*** Opening Reading passage ***

Evaluations

The eval framework runs a fixed list of prompts against a skillet, records what the agent did, and asks an LLM judge to score each result against expectations. Two CLI commands: eval_run produces traces, eval_grade scores them.

Evals are scoped per-skillet — each suite lives in its own folder with an evals.json file. Both commands write into a sibling <folder>_output/ directory (the eval folder path with _output appended), so your suite folder stays clean.

Anatomy of an eval suite


data/skillets/evals/
├── bluesky_evals/
│   └── evals.json
└── bluesky_evals_output/          # created next to the suite folder
    ├── eval_1_run.json            # written by eval_run
    └── eval_1_grade.json          # written by eval_grade

evals.json declares the suite:


{
  "name": "bluesky",
  "evals": [
    {
      "id": 1,
      "prompt": "Post 'Hello Bluesky! Testing my new AI agent.' to my Bluesky account.",
      "expected_output": "Should check auth status first with `npx bsky_client --json status`. Should then run `npx bsky_client --json posts create \"...\"`. Should confirm the post was created and return the AT-URI.",
      "assertions": [
        "Checks auth status before posting",
        "Uses `npx bsky_client --json posts create` command",
        "Passes the exact post text as argument",
        "Returns or displays the AT-URI of the created post"
      ],
      "files": []
    }
  ]
}

Field	Required	Purpose
`id`	yes	Unique integer within the suite. Used in the `eval_<id>_run.json` / `eval_<id>_grade.json` filenames.
`prompt`	yes	The user message sent to the agent verbatim.
`expected_output`	yes	Free-form prose describing the ideal trace. The judge gets this and scores it 0–10.
`assertions`	no (default `[]`)	Array of single-fact checks. The judge scores each one 0–10 independently.
`files`	no (default `[]`)	Reserved for fixture files; not used by the current runner.

Running a suite


npm run dev:eval:run:bluesky
# or:
npx skilled_crew eval_run \
  -c ./data/skillets/bluesky_social_manager.skilled_crew.yaml \
  -f ./data/skillets/evals/bluesky_evals

For each eval, eval_run:

Spins up a fresh AgentRunner against the named skillet.
Calls runOneShotAsyncGenerator(context, prompt) with streaming.
Collects every step event into a responseLog.
Measures wall-clock latency and the character count of the final result.
Writes eval_<id>_run.json into the sibling <folder>_output/ directory.

Each output file contains the full step trace, the final result, latency, and char count — everything the judge needs.

Grading


npm run dev:eval:grade:bluesky
# or:
npx skilled_crew eval_grade -f ./data/skillets/evals/bluesky_evals

For each eval, eval_grade:

Reads the corresponding <folder>_output/eval_<id>_run.json.
Builds a prompt that includes the original expected_output, the assertion list, and the full step trace as JSON.
Asks the judge LLM (default openai/gpt-4.1-nano, overridable via SKILLET_MODEL_EVAL in <provider>/<model> form) to return a structured grade: a 0–10 score plus a one-paragraph reason for the expected_output, and one score per assertion (graded in a single batched call).

*** Closing Reading passage ***
*** Opening Recorded information ***

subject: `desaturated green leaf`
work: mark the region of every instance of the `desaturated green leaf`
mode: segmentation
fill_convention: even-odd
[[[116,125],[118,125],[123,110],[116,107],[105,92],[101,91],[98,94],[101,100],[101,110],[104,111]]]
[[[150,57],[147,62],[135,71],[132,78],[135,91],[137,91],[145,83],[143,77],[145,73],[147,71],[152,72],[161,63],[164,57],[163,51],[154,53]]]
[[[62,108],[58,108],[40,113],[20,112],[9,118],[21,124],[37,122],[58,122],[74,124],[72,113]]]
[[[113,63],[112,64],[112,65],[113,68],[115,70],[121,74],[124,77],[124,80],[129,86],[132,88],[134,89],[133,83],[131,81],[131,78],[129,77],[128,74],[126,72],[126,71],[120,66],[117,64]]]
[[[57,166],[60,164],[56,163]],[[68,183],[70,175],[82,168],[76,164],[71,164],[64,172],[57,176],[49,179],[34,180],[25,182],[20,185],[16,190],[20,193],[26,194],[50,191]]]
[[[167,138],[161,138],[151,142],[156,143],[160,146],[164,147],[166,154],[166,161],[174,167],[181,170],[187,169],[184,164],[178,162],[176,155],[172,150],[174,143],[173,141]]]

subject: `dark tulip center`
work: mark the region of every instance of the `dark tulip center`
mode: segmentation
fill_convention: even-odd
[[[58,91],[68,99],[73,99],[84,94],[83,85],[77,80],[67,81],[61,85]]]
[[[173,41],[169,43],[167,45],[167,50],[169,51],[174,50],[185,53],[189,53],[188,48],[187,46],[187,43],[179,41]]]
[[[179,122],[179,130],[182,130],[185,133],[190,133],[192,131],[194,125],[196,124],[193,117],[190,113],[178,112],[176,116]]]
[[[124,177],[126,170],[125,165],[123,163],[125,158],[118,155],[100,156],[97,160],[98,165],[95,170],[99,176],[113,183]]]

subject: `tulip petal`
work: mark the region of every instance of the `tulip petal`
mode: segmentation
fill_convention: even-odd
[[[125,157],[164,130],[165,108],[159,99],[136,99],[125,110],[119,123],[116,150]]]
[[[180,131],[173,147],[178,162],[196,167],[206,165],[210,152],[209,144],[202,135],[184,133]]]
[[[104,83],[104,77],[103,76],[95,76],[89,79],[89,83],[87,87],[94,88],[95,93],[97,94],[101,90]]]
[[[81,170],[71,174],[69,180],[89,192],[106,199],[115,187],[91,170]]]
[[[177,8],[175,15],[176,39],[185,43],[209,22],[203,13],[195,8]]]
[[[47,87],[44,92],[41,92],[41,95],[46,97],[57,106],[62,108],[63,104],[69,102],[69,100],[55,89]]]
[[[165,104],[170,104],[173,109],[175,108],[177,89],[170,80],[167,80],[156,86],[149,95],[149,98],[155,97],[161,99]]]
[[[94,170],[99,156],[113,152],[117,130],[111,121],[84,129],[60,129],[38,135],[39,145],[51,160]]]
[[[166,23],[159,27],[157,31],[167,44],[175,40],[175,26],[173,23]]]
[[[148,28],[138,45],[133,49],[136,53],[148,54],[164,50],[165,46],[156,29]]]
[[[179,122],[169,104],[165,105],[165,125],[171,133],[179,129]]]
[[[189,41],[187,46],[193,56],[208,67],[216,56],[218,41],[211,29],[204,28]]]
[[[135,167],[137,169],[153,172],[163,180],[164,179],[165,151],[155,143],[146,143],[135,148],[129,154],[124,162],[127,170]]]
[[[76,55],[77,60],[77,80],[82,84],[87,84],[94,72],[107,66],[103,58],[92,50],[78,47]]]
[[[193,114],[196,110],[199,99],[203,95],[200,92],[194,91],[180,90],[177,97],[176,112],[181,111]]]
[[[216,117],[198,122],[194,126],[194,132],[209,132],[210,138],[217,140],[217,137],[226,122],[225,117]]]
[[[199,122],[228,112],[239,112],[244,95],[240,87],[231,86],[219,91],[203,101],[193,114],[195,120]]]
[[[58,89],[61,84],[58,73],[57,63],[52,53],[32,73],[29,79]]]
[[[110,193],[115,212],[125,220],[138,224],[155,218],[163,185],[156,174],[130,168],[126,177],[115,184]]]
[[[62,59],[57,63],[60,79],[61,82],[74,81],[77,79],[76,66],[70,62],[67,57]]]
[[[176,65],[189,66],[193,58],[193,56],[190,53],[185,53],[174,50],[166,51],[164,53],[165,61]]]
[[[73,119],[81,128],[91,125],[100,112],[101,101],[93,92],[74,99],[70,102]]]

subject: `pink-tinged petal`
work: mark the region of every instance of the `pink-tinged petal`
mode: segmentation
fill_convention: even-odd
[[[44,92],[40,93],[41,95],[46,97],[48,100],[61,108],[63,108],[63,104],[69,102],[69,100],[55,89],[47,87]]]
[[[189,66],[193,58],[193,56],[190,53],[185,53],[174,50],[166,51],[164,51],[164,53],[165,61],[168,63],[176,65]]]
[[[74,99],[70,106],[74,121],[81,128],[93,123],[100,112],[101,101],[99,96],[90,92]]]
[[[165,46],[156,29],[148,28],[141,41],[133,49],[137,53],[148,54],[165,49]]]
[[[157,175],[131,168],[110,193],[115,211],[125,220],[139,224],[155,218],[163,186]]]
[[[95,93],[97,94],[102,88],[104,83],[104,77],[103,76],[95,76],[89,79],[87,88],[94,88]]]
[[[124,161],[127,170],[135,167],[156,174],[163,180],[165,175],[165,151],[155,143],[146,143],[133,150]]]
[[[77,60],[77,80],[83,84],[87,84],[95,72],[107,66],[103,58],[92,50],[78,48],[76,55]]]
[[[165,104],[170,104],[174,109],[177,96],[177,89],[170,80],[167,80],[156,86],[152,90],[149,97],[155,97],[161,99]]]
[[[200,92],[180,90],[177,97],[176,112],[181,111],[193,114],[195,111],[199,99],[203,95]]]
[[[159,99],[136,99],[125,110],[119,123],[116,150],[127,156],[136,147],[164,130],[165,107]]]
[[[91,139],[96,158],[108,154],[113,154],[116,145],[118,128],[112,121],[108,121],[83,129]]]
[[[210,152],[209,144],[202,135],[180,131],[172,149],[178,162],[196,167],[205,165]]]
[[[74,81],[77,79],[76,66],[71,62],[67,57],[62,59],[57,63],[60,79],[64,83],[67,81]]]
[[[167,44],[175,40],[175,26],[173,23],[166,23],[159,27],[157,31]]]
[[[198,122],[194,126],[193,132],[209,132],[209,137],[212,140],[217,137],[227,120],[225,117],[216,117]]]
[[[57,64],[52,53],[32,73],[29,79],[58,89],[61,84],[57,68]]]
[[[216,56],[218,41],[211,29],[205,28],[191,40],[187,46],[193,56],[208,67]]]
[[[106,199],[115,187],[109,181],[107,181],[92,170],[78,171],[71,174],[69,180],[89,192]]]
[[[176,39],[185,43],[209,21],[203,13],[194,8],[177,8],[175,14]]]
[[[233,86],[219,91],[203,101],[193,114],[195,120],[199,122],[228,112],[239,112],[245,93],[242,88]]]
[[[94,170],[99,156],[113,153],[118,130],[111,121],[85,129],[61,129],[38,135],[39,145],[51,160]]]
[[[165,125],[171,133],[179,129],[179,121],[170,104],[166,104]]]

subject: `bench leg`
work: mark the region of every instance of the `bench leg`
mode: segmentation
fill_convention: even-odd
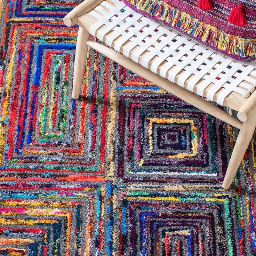
[[[88,46],[85,42],[89,38],[89,33],[81,27],[79,27],[75,49],[75,64],[72,98],[78,99],[80,94],[86,61]]]
[[[255,111],[251,111],[250,117],[242,125],[222,184],[222,186],[224,189],[228,189],[230,186],[251,139],[256,125],[255,115]]]

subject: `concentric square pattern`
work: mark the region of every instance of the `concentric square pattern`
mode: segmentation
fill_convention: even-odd
[[[92,49],[72,99],[79,1],[0,5],[0,255],[256,255],[255,139],[225,191],[230,126]]]

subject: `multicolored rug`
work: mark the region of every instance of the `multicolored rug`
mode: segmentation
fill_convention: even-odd
[[[224,190],[231,127],[92,49],[72,100],[78,3],[0,1],[0,255],[256,255],[255,138]]]

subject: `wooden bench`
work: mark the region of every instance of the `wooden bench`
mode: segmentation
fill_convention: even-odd
[[[79,97],[89,46],[240,129],[222,185],[229,188],[256,125],[255,63],[237,61],[216,52],[192,37],[136,12],[119,0],[85,0],[64,21],[68,26],[80,26],[73,98]],[[89,34],[111,48],[90,40]],[[238,111],[238,119],[210,101]]]

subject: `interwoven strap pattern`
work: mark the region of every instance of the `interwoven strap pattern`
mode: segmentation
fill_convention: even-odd
[[[255,63],[217,53],[119,0],[103,2],[89,14],[89,32],[114,49],[171,82],[223,105],[232,92],[248,98],[255,90]]]

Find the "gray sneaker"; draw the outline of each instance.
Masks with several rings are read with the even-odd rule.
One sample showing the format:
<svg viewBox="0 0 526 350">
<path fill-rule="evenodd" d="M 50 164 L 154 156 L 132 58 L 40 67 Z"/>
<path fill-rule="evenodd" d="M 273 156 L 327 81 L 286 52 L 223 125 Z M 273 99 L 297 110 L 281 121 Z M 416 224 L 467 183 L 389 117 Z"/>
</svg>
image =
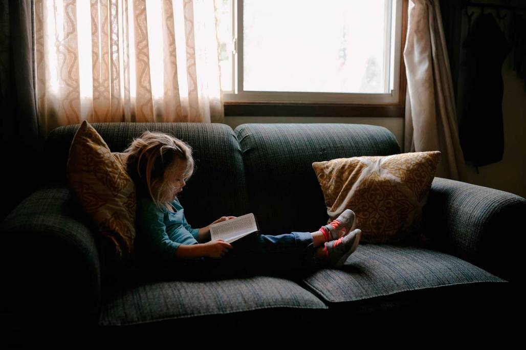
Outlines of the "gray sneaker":
<svg viewBox="0 0 526 350">
<path fill-rule="evenodd" d="M 356 221 L 355 212 L 350 209 L 346 209 L 330 224 L 321 226 L 320 231 L 323 233 L 322 229 L 325 229 L 327 234 L 324 233 L 323 235 L 327 241 L 338 239 L 345 237 L 356 228 Z"/>
<path fill-rule="evenodd" d="M 359 228 L 338 239 L 325 242 L 326 256 L 321 259 L 321 265 L 324 267 L 340 268 L 347 261 L 347 258 L 356 250 L 361 238 L 362 232 Z"/>
</svg>

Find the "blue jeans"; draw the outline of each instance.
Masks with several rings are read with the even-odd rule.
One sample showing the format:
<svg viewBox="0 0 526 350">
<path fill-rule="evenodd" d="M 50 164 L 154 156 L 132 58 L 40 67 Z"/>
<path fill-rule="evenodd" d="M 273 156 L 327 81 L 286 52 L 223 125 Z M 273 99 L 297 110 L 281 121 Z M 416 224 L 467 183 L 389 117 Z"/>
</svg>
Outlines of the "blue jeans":
<svg viewBox="0 0 526 350">
<path fill-rule="evenodd" d="M 189 278 L 306 272 L 320 268 L 310 232 L 272 236 L 251 233 L 230 243 L 221 258 L 202 257 L 181 261 L 179 275 Z M 179 262 L 178 262 L 179 264 Z"/>
</svg>

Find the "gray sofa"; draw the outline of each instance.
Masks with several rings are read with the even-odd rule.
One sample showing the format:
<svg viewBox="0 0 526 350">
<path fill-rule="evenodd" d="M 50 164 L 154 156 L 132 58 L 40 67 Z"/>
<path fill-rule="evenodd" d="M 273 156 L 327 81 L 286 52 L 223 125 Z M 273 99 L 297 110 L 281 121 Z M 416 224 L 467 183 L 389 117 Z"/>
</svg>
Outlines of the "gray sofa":
<svg viewBox="0 0 526 350">
<path fill-rule="evenodd" d="M 201 227 L 254 213 L 263 234 L 312 232 L 326 223 L 312 162 L 401 153 L 392 133 L 369 125 L 92 125 L 112 152 L 146 129 L 186 141 L 196 165 L 179 197 L 188 222 Z M 300 331 L 320 320 L 359 323 L 361 332 L 382 326 L 505 331 L 520 312 L 526 200 L 439 177 L 424 209 L 430 246 L 361 244 L 342 269 L 308 273 L 210 281 L 170 280 L 140 269 L 112 273 L 96 228 L 65 182 L 78 126 L 51 133 L 47 165 L 35 174 L 39 189 L 2 224 L 3 329 L 14 343 L 24 342 L 28 329 L 52 339 L 76 334 L 122 343 L 165 332 Z"/>
</svg>

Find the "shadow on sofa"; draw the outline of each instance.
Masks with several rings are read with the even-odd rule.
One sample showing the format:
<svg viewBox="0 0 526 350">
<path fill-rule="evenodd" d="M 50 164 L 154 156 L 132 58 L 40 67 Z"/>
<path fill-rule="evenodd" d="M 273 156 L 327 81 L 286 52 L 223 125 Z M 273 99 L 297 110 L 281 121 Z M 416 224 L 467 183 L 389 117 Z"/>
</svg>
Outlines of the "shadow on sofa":
<svg viewBox="0 0 526 350">
<path fill-rule="evenodd" d="M 197 167 L 180 197 L 188 222 L 203 227 L 251 212 L 263 234 L 313 232 L 327 222 L 312 162 L 400 152 L 390 131 L 368 125 L 92 125 L 112 152 L 146 129 L 188 142 Z M 424 208 L 430 246 L 360 244 L 341 269 L 308 273 L 209 281 L 111 276 L 96 227 L 66 184 L 78 126 L 52 132 L 42 185 L 2 224 L 4 329 L 14 344 L 27 340 L 28 329 L 50 339 L 79 332 L 133 343 L 164 332 L 250 334 L 270 325 L 305 331 L 320 319 L 359 320 L 371 334 L 382 327 L 504 332 L 523 309 L 516 286 L 526 200 L 438 177 Z"/>
</svg>

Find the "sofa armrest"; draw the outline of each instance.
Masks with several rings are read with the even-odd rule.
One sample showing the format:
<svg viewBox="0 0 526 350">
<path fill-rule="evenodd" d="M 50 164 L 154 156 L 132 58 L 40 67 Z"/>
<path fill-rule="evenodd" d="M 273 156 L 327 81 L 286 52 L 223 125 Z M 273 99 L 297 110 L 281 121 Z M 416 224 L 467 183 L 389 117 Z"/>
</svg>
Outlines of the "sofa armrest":
<svg viewBox="0 0 526 350">
<path fill-rule="evenodd" d="M 510 282 L 522 270 L 526 199 L 435 177 L 423 209 L 426 234 L 440 250 Z"/>
<path fill-rule="evenodd" d="M 39 189 L 7 216 L 0 225 L 2 302 L 12 304 L 4 308 L 14 317 L 38 327 L 97 324 L 100 271 L 90 225 L 65 186 Z"/>
</svg>

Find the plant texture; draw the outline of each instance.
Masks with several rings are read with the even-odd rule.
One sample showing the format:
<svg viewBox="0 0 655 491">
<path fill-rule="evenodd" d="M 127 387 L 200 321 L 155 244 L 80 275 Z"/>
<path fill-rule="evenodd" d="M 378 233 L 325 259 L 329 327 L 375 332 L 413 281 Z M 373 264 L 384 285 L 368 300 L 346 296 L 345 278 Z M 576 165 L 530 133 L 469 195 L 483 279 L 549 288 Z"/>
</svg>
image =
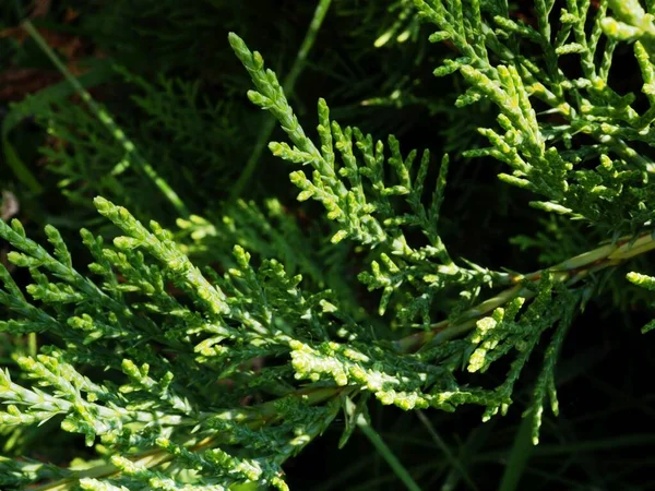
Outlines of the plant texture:
<svg viewBox="0 0 655 491">
<path fill-rule="evenodd" d="M 150 15 L 128 3 L 116 2 L 116 12 Z M 202 39 L 212 34 L 203 12 L 229 10 L 171 2 L 176 15 L 166 16 L 158 2 L 146 3 L 164 26 L 177 17 L 198 22 L 202 35 L 189 55 L 196 61 L 207 57 Z M 564 344 L 586 309 L 652 302 L 655 272 L 644 258 L 655 249 L 654 2 L 414 0 L 385 2 L 383 12 L 331 3 L 309 12 L 284 82 L 229 34 L 250 79 L 248 99 L 269 119 L 243 107 L 241 75 L 218 84 L 223 98 L 202 94 L 198 81 L 213 75 L 194 79 L 188 73 L 198 67 L 170 55 L 188 32 L 157 44 L 150 62 L 158 79 L 134 73 L 142 52 L 122 52 L 123 67 L 111 74 L 88 72 L 102 80 L 118 72 L 130 87 L 130 101 L 114 109 L 129 107 L 146 123 L 127 123 L 127 132 L 86 91 L 93 80 L 75 76 L 32 22 L 23 24 L 67 80 L 53 87 L 68 87 L 84 105 L 50 87 L 14 106 L 2 132 L 12 173 L 33 199 L 43 192 L 9 141 L 17 121 L 34 115 L 52 139 L 43 155 L 68 206 L 107 196 L 93 199 L 103 225 L 84 214 L 83 247 L 73 248 L 51 225 L 48 247 L 32 240 L 12 218 L 15 195 L 3 193 L 2 489 L 285 490 L 285 465 L 334 428 L 338 447 L 356 431 L 367 436 L 394 487 L 431 489 L 374 429 L 371 414 L 382 406 L 418 415 L 445 448 L 455 474 L 442 489 L 477 484 L 426 415 L 455 417 L 467 407 L 483 421 L 522 415 L 500 481 L 500 489 L 516 489 L 521 454 L 532 446 L 523 442 L 537 445 L 548 434 L 546 415 L 565 404 L 557 367 L 569 361 Z M 331 113 L 329 99 L 319 98 L 315 117 L 306 107 L 296 112 L 291 93 L 331 8 L 343 22 L 354 12 L 369 15 L 358 35 L 373 49 L 407 43 L 417 65 L 437 63 L 426 53 L 434 49 L 439 64 L 430 68 L 452 97 L 430 95 L 430 81 L 414 74 L 390 74 L 383 91 L 391 94 L 357 95 L 356 109 L 344 103 Z M 116 50 L 163 29 L 126 32 Z M 618 53 L 631 61 L 617 68 Z M 348 81 L 338 67 L 312 76 Z M 636 76 L 616 77 L 624 67 Z M 407 105 L 456 121 L 441 132 L 441 146 L 428 143 L 437 155 L 336 121 L 340 112 L 348 120 L 369 106 Z M 247 128 L 252 121 L 257 131 Z M 414 143 L 410 131 L 406 136 Z M 307 203 L 266 185 L 266 144 Z M 466 177 L 478 159 L 500 182 Z M 188 163 L 202 165 L 177 171 Z M 451 180 L 464 197 L 451 193 Z M 265 192 L 249 194 L 257 185 Z M 471 230 L 472 206 L 456 216 L 469 201 L 466 185 L 492 190 L 493 204 L 481 207 L 505 200 L 507 215 L 529 224 L 505 224 L 499 240 L 483 227 L 492 218 L 478 204 L 477 241 L 489 237 L 517 254 L 536 249 L 536 271 L 523 270 L 531 263 L 521 258 L 487 263 L 466 244 L 457 228 Z M 643 333 L 655 327 L 644 324 Z M 70 465 L 47 463 L 34 452 L 48 446 L 43 435 L 56 435 L 52 446 L 82 439 L 87 448 Z"/>
</svg>

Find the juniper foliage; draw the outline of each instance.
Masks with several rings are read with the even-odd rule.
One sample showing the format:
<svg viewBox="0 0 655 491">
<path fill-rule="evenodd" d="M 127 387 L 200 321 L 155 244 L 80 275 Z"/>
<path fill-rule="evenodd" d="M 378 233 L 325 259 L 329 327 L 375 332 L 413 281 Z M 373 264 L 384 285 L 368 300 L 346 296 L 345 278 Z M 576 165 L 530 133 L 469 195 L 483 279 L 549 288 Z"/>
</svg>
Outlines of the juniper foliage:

*** Closing Recorded information ***

[Task set]
- 1) From the evaluations page, return the passage that starts with the words containing "Writes eval_<id>_run.json into" and ends with "the judge needs.", copied word for word.
- 2) Name every field listed in the field table on the evaluations page.

[Answers]
- 1)
Writes eval_<id>_run.json into the sibling <folder>_output/ directory.

Each output file contains the full step trace, the final result, latency, and char count — everything the judge needs.

- 2)
id
prompt
expected_output
assertions
files